**Data**
------------------------------------------------------------------------

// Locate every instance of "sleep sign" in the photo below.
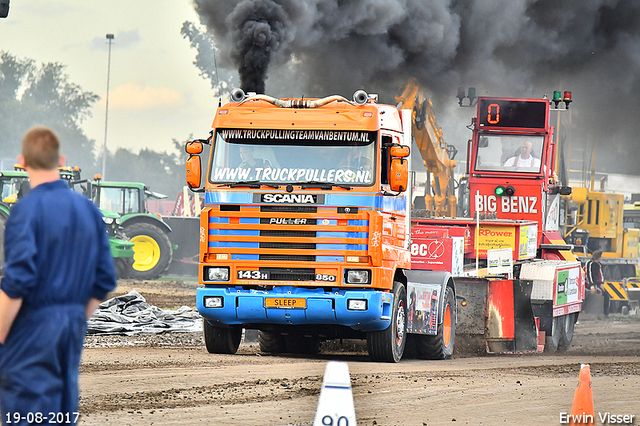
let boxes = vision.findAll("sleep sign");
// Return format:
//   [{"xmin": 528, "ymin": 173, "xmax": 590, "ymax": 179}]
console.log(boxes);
[{"xmin": 478, "ymin": 98, "xmax": 548, "ymax": 129}]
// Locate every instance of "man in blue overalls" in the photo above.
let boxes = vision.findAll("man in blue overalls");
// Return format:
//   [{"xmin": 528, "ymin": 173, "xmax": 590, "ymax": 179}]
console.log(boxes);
[{"xmin": 0, "ymin": 126, "xmax": 116, "ymax": 425}]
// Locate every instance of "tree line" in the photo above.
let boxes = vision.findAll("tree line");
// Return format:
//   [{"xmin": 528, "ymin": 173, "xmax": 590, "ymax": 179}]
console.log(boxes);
[{"xmin": 0, "ymin": 51, "xmax": 188, "ymax": 200}]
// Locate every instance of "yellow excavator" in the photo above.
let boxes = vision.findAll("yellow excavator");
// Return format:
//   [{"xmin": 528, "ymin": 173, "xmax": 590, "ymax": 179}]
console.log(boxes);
[{"xmin": 395, "ymin": 79, "xmax": 459, "ymax": 217}]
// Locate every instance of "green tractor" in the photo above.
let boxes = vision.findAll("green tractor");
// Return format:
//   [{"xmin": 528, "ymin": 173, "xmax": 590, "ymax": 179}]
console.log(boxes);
[
  {"xmin": 86, "ymin": 176, "xmax": 176, "ymax": 280},
  {"xmin": 0, "ymin": 167, "xmax": 135, "ymax": 277}
]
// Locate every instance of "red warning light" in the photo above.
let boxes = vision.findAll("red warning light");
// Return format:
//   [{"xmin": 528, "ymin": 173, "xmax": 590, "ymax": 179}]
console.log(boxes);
[{"xmin": 563, "ymin": 91, "xmax": 572, "ymax": 109}]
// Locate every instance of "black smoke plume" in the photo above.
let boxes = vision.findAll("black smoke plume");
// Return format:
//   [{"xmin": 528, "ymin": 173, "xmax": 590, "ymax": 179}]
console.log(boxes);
[{"xmin": 192, "ymin": 0, "xmax": 640, "ymax": 175}]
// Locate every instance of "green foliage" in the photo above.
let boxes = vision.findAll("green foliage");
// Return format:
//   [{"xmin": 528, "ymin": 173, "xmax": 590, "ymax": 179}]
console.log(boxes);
[
  {"xmin": 1, "ymin": 51, "xmax": 191, "ymax": 201},
  {"xmin": 102, "ymin": 138, "xmax": 188, "ymax": 200},
  {"xmin": 180, "ymin": 21, "xmax": 236, "ymax": 96},
  {"xmin": 0, "ymin": 51, "xmax": 99, "ymax": 168}
]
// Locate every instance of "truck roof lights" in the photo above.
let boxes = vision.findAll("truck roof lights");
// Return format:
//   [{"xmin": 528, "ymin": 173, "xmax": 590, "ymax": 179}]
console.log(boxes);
[
  {"xmin": 457, "ymin": 87, "xmax": 477, "ymax": 107},
  {"xmin": 552, "ymin": 90, "xmax": 572, "ymax": 109},
  {"xmin": 563, "ymin": 91, "xmax": 572, "ymax": 108}
]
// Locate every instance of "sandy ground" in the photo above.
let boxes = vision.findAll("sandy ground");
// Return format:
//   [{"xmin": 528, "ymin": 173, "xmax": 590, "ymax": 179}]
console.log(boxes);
[{"xmin": 77, "ymin": 279, "xmax": 640, "ymax": 426}]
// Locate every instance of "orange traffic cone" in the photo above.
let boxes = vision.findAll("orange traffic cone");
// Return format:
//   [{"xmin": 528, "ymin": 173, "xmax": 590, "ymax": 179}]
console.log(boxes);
[{"xmin": 568, "ymin": 364, "xmax": 595, "ymax": 426}]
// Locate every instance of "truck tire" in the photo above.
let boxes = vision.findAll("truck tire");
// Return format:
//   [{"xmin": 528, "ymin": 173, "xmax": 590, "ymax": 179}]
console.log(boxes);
[
  {"xmin": 203, "ymin": 320, "xmax": 242, "ymax": 354},
  {"xmin": 367, "ymin": 281, "xmax": 407, "ymax": 362},
  {"xmin": 258, "ymin": 331, "xmax": 287, "ymax": 354},
  {"xmin": 544, "ymin": 316, "xmax": 562, "ymax": 353},
  {"xmin": 284, "ymin": 334, "xmax": 321, "ymax": 355},
  {"xmin": 558, "ymin": 313, "xmax": 576, "ymax": 352},
  {"xmin": 124, "ymin": 222, "xmax": 172, "ymax": 280},
  {"xmin": 416, "ymin": 286, "xmax": 456, "ymax": 360}
]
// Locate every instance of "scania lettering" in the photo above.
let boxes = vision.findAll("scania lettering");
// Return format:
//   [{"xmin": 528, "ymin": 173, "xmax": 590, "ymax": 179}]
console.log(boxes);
[{"xmin": 261, "ymin": 193, "xmax": 317, "ymax": 204}]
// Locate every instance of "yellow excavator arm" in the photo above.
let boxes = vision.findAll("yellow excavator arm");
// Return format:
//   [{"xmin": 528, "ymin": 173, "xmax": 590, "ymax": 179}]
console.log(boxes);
[{"xmin": 395, "ymin": 79, "xmax": 457, "ymax": 216}]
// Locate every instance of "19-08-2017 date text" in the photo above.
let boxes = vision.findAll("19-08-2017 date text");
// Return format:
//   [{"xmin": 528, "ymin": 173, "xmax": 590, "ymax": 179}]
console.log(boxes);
[{"xmin": 5, "ymin": 412, "xmax": 79, "ymax": 424}]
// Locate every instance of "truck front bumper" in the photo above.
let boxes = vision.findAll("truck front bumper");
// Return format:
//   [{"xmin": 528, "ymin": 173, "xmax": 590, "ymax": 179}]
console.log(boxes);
[{"xmin": 197, "ymin": 286, "xmax": 392, "ymax": 332}]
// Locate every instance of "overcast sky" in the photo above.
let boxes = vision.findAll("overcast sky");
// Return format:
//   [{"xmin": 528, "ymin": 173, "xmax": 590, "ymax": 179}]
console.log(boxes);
[{"xmin": 0, "ymin": 0, "xmax": 215, "ymax": 155}]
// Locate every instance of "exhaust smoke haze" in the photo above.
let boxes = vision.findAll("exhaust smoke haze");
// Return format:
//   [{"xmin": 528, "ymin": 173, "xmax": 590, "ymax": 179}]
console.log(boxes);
[{"xmin": 192, "ymin": 0, "xmax": 640, "ymax": 176}]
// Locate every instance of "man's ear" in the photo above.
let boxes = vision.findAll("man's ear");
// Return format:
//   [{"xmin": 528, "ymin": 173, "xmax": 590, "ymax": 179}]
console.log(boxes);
[
  {"xmin": 59, "ymin": 155, "xmax": 66, "ymax": 167},
  {"xmin": 17, "ymin": 155, "xmax": 26, "ymax": 168}
]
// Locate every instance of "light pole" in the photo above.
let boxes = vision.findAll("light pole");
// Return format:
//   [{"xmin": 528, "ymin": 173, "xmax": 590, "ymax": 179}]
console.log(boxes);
[{"xmin": 101, "ymin": 33, "xmax": 114, "ymax": 179}]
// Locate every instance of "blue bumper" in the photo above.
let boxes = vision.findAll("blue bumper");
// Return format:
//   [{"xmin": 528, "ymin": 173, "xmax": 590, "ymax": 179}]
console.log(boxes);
[{"xmin": 197, "ymin": 286, "xmax": 392, "ymax": 332}]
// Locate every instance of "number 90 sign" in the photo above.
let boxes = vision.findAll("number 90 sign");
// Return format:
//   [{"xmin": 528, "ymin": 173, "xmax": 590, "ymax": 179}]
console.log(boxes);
[{"xmin": 322, "ymin": 415, "xmax": 350, "ymax": 425}]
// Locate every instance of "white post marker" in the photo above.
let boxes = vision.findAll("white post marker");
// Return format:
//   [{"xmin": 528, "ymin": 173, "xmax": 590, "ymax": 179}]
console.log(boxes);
[{"xmin": 313, "ymin": 361, "xmax": 357, "ymax": 426}]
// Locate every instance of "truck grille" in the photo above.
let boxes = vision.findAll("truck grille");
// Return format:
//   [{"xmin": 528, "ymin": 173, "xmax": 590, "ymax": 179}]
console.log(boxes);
[
  {"xmin": 261, "ymin": 205, "xmax": 317, "ymax": 213},
  {"xmin": 261, "ymin": 267, "xmax": 315, "ymax": 281},
  {"xmin": 259, "ymin": 254, "xmax": 316, "ymax": 262}
]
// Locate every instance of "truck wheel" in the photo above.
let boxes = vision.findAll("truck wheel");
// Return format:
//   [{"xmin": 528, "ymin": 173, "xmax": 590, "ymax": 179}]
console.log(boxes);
[
  {"xmin": 124, "ymin": 223, "xmax": 172, "ymax": 280},
  {"xmin": 258, "ymin": 331, "xmax": 287, "ymax": 353},
  {"xmin": 284, "ymin": 334, "xmax": 321, "ymax": 355},
  {"xmin": 544, "ymin": 316, "xmax": 562, "ymax": 353},
  {"xmin": 203, "ymin": 320, "xmax": 242, "ymax": 354},
  {"xmin": 416, "ymin": 286, "xmax": 456, "ymax": 360},
  {"xmin": 367, "ymin": 281, "xmax": 407, "ymax": 362},
  {"xmin": 558, "ymin": 313, "xmax": 576, "ymax": 352}
]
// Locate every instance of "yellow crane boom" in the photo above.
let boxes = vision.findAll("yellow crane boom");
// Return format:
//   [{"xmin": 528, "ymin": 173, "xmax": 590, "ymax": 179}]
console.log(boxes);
[{"xmin": 395, "ymin": 79, "xmax": 457, "ymax": 216}]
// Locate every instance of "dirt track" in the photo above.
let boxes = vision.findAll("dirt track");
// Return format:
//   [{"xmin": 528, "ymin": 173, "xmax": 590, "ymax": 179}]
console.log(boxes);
[{"xmin": 78, "ymin": 279, "xmax": 640, "ymax": 426}]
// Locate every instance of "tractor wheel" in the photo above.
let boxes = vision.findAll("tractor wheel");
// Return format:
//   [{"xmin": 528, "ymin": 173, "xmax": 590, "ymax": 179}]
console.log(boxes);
[
  {"xmin": 367, "ymin": 281, "xmax": 407, "ymax": 362},
  {"xmin": 544, "ymin": 316, "xmax": 562, "ymax": 353},
  {"xmin": 416, "ymin": 286, "xmax": 456, "ymax": 360},
  {"xmin": 258, "ymin": 331, "xmax": 287, "ymax": 354},
  {"xmin": 124, "ymin": 223, "xmax": 172, "ymax": 280},
  {"xmin": 558, "ymin": 313, "xmax": 576, "ymax": 352},
  {"xmin": 114, "ymin": 258, "xmax": 129, "ymax": 279},
  {"xmin": 203, "ymin": 320, "xmax": 242, "ymax": 354}
]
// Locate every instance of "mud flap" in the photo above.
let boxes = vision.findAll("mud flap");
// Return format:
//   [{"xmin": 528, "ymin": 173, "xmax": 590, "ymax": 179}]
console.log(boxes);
[
  {"xmin": 455, "ymin": 278, "xmax": 538, "ymax": 354},
  {"xmin": 404, "ymin": 270, "xmax": 452, "ymax": 335},
  {"xmin": 454, "ymin": 277, "xmax": 488, "ymax": 355},
  {"xmin": 486, "ymin": 279, "xmax": 537, "ymax": 353}
]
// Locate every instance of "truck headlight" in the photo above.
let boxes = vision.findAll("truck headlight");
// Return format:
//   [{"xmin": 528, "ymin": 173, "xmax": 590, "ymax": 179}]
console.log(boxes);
[
  {"xmin": 203, "ymin": 296, "xmax": 223, "ymax": 308},
  {"xmin": 347, "ymin": 299, "xmax": 367, "ymax": 310},
  {"xmin": 345, "ymin": 269, "xmax": 370, "ymax": 284},
  {"xmin": 102, "ymin": 217, "xmax": 115, "ymax": 225},
  {"xmin": 205, "ymin": 267, "xmax": 229, "ymax": 281}
]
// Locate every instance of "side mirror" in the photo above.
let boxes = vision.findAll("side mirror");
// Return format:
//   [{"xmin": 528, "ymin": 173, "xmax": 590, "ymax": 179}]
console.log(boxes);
[
  {"xmin": 186, "ymin": 141, "xmax": 204, "ymax": 155},
  {"xmin": 0, "ymin": 0, "xmax": 9, "ymax": 18},
  {"xmin": 186, "ymin": 155, "xmax": 202, "ymax": 190},
  {"xmin": 389, "ymin": 158, "xmax": 408, "ymax": 192},
  {"xmin": 389, "ymin": 145, "xmax": 410, "ymax": 158}
]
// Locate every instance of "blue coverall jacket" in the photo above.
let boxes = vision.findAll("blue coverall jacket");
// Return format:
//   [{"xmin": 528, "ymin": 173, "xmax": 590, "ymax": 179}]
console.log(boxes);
[{"xmin": 0, "ymin": 179, "xmax": 116, "ymax": 425}]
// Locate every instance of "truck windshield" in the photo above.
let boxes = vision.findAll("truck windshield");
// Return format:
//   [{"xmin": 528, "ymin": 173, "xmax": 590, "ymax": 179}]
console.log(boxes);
[
  {"xmin": 475, "ymin": 135, "xmax": 545, "ymax": 173},
  {"xmin": 209, "ymin": 129, "xmax": 376, "ymax": 186}
]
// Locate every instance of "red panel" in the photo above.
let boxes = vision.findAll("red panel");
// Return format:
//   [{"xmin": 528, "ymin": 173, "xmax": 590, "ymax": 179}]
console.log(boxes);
[{"xmin": 486, "ymin": 279, "xmax": 515, "ymax": 339}]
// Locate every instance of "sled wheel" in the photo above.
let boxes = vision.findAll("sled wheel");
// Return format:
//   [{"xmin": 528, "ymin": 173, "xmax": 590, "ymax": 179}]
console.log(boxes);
[
  {"xmin": 558, "ymin": 313, "xmax": 576, "ymax": 352},
  {"xmin": 544, "ymin": 315, "xmax": 562, "ymax": 353}
]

------------------------------------------------------------------------

**Work to be completed**
Select and copy every line of the material that holds the string "jacket".

**Written response**
// Locate every instance of "blue coverall jacket" in the photo above.
let boxes = vision.findAll("blue coverall jacket");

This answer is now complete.